ACTIVITY A: Return the passage of the report on the Supreme Court's cert. denials from "Supreme Court Denies" up to and including "to distinguish Mayo.".
ACTIVITY B: Supply the next part of the report on the Supreme Court's cert. denials, starting after its final sentence.

DOCUMENT EXTRACT:
#####
Supreme Court Denies Cert. in Vanda, Berkheimer and Athena
This morning, the Supreme Court denied the petitions for cert. filed in the Vanda, Berkheimer and Athena appeals. While the Court had requested and received amici briefs from the Solicitor General that opined that the Court should not grant cert. in Vanda (genotyping to identify appropriate amounts of drug to administer and then administering it) and Berkheimer (Is patent eligibility, e.g., “inventive step” a question of law or fact?), because they were correctly decided, the briefs also strongly suggested that the Court should revisit Prometheus v. Mayo and the patent eligibility of diagnostic tests. Of course, this is not the question that the Court asked the SG to opine on, but the patent bar had some hope that Athena might provide a vehicle for the Court to distinguish Mayo.
#####
Saved entries
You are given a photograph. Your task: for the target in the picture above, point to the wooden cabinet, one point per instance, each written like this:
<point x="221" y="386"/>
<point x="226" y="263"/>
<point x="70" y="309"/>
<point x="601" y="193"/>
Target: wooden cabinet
#####
EXERCISE ANSWER A:
Supreme Court Denies Cert. in Vanda, Berkheimer and Athena
This morning, the Supreme Court denied the petitions for cert. filed in the Vanda, Berkheimer and Athena appeals. While the Court had requested and received amici briefs from the Solicitor General that opined that the Court should not grant cert. in Vanda (genotyping to identify appropriate amounts of drug to administer and then administering it) and Berkheimer (Is patent eligibility, e.g., “inventive step” a question of law or fact?), because they were correctly decided, the briefs also strongly suggested that the Court should revisit Prometheus v. Mayo and the patent eligibility of diagnostic tests. Of course, this is not the question that the Court asked the SG to opine on, but the patent bar had some hope that Athena might provide a vehicle for the Court to distinguish Mayo.

EXERCISE ANSWER B:
No such luck, but even if the Court had granted cert., Athena posed the question so narrowly that the Court would have been forced to distinguish it from Mayo on the basis that Mayo was not sufficiently “novel” as that term is used in s. 101. Ignoring the precise range of metabolite concentrations recited in the claims, the fact of the matter is that the Prometheus ‘623 patent discloses that the determination of 6-MP metabolites can be conducted by a variety of known assay techniques, such as reverse-phase HPLC. However, unlike Athena, no novel compounds were asserted to be formed during the analyses. See Col. 8, lines 37-46 of the ‘632 patent. Athena was using standard ELISA techniques to measure the presence or absence of autoantibodies to MuSK that were only novel because the complexes that formed during the ELISA assays where themselves novel. For a majority of the Fed. Cir., this was a difference that failed to distinguish Athena’s diagnostic claims from the “optimized therapeutic efficacy” that was a goal of the Prometheus assay.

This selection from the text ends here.